**Required action**
Make a verbatim copy of all the records.

**Supplied material**
+---+

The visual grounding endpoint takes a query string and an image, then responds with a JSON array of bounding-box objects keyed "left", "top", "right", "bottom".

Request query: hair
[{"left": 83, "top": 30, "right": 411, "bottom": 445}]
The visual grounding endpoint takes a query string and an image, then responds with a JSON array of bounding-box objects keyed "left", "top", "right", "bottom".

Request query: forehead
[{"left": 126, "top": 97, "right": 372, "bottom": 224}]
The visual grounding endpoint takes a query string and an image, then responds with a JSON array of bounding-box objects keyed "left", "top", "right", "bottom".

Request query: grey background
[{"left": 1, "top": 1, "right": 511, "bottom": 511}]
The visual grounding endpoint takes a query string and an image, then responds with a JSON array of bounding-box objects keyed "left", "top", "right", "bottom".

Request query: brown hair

+---+

**Answer to this problem**
The visual grounding endpoint takes a query string and an image, then responds with a JSON array of bounding-box objects keyed "left", "top", "right", "bottom".

Request query: hair
[{"left": 83, "top": 30, "right": 411, "bottom": 445}]
The visual grounding endpoint takes a query string and an image, then responds with a JSON array of bounding-box objects keyed "left", "top", "right", "bottom".

Request query: forehead
[{"left": 126, "top": 97, "right": 372, "bottom": 224}]
The visual grounding endpoint takes a query string and an image, then responds with a JSON array of bounding-box objects keyed "left", "top", "right", "bottom".

Request query: grey background
[{"left": 1, "top": 1, "right": 511, "bottom": 511}]
The visual grounding endpoint takes a query string and an image, then responds with a JSON array of bounding-box objects keyed "left", "top", "right", "bottom".

Request query: brown hair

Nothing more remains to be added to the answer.